⟨

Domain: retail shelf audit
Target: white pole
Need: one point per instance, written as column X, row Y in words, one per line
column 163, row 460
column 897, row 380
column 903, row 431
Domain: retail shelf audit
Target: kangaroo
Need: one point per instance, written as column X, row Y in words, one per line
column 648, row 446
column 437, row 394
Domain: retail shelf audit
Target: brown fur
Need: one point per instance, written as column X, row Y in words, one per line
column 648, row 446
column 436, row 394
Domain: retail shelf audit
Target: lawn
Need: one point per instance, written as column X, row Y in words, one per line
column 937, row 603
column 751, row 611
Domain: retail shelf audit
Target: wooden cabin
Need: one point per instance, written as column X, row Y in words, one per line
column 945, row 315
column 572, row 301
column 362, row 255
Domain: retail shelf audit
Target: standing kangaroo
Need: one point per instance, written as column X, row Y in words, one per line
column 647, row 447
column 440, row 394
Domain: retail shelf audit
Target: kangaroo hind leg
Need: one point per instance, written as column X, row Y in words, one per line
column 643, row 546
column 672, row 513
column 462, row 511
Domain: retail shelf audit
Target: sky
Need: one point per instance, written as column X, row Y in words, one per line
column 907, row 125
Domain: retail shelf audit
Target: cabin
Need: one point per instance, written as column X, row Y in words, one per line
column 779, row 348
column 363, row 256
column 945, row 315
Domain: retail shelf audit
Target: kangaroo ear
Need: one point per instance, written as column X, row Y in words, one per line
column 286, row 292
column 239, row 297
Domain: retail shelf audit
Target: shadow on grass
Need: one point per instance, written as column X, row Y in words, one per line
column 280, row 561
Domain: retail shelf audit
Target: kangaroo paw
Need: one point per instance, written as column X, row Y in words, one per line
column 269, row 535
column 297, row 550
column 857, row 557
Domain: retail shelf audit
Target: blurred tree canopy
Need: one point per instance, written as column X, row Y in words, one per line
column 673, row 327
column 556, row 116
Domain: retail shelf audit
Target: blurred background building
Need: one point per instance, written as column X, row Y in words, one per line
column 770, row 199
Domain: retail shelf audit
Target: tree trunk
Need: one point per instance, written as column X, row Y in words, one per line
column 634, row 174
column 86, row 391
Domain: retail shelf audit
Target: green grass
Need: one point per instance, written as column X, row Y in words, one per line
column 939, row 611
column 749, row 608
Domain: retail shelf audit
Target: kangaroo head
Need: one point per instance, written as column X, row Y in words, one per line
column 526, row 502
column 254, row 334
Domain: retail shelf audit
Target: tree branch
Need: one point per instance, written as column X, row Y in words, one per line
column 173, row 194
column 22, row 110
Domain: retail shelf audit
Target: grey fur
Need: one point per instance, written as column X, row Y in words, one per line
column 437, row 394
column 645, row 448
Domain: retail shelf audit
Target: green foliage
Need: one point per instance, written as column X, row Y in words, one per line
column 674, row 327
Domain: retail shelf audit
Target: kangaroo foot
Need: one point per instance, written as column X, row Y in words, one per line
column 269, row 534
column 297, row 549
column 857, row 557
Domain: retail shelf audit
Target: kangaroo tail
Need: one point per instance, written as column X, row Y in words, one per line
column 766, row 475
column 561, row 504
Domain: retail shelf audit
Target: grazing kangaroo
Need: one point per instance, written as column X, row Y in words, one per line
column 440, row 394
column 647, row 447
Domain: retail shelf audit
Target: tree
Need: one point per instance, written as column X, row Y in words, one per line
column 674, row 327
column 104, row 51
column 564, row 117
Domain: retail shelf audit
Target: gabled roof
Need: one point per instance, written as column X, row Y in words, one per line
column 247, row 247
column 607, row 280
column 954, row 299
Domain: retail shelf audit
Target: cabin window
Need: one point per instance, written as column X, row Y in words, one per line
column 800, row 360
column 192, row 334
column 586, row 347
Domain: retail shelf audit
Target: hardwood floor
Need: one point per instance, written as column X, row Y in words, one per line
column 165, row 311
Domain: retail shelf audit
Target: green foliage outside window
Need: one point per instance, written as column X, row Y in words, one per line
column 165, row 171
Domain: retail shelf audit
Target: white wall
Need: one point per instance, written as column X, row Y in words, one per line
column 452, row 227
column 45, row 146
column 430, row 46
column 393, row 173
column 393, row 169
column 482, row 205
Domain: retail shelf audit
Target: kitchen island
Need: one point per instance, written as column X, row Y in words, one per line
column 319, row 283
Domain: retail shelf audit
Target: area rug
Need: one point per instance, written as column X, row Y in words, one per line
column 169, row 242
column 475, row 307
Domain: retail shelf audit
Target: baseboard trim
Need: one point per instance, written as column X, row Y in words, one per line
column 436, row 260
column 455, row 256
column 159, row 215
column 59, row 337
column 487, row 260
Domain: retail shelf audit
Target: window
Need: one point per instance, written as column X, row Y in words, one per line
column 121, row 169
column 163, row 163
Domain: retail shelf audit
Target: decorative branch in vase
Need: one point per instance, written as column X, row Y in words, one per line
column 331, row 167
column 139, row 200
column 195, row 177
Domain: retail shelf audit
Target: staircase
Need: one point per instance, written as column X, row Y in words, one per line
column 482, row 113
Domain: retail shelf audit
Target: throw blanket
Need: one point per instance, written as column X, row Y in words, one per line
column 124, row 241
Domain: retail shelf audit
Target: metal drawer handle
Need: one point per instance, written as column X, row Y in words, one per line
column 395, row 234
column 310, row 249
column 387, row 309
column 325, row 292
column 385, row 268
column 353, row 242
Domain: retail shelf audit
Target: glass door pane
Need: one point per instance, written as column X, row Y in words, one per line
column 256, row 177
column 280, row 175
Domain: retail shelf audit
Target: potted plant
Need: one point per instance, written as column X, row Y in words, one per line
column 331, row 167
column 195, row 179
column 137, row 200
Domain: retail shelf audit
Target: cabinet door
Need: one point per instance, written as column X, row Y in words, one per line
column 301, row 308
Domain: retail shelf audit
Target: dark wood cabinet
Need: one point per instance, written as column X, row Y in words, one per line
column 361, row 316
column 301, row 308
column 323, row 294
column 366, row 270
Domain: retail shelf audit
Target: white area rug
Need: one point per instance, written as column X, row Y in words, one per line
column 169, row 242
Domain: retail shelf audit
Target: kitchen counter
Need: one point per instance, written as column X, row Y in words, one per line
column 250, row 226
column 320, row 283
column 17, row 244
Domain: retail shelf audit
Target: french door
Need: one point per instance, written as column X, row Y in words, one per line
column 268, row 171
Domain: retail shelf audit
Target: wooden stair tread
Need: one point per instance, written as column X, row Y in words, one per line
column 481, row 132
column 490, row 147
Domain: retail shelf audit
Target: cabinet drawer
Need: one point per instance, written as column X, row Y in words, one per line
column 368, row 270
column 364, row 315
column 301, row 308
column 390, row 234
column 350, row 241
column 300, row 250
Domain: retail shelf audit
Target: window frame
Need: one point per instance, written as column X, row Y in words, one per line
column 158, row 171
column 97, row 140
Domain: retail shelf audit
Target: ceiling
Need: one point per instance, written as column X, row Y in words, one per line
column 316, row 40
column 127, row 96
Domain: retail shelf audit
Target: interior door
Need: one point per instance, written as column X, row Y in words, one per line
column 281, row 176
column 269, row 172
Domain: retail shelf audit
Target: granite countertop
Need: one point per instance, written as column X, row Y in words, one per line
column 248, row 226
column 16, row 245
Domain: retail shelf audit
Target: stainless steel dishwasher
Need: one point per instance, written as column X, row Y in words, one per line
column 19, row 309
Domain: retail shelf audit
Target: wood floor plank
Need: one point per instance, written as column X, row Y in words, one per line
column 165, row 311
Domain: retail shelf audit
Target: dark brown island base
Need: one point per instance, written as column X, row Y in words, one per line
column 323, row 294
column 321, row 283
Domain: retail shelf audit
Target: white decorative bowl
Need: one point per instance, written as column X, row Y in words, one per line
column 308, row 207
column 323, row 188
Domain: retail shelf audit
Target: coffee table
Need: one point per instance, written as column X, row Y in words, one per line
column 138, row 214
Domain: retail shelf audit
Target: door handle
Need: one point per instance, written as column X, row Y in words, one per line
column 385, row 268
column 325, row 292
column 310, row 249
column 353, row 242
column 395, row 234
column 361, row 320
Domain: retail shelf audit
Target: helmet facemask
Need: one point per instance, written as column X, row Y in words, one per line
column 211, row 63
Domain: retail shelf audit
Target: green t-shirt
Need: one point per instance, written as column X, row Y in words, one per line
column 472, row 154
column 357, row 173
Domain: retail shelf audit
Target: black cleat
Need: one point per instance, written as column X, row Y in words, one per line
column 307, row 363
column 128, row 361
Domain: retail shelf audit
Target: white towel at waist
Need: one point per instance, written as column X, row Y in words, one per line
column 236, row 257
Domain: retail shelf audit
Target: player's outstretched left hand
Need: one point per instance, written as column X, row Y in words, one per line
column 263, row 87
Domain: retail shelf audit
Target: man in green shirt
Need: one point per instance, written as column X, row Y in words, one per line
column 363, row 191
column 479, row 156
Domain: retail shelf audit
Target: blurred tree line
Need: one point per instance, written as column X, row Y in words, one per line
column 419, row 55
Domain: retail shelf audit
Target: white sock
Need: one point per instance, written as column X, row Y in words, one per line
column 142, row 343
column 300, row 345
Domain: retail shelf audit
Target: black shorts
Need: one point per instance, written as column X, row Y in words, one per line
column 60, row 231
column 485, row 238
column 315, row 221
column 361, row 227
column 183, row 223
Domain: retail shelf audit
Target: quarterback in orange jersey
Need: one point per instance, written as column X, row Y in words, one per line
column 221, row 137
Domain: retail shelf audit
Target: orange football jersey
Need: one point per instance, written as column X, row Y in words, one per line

⟩

Please retype the listing word for word, from its first line through the line containing "Target: standing kangaroo", and add nothing else.

RESPONSE TO THIS EXERCISE
Domain: retail shelf audit
Target: white pole
Need: one point per instance, written as column X, row Y in words, one per line
column 163, row 460
column 897, row 380
column 903, row 431
Domain: retail shelf audit
Target: kangaroo
Need: one point per instance, written as column X, row Y in words, one per line
column 648, row 446
column 437, row 394
Domain: retail shelf audit
Target: brown fur
Need: one point per instance, written as column X, row Y in words, one per line
column 648, row 446
column 436, row 394
Domain: retail shelf audit
Target: lawn
Need: one point per instance, written as column X, row Y in words, one per line
column 937, row 603
column 751, row 611
Domain: retail shelf audit
Target: wooden cabin
Need: one point per instance, written as column X, row Y in words, one per line
column 945, row 315
column 572, row 301
column 362, row 255
Domain: retail shelf audit
Target: standing kangaroo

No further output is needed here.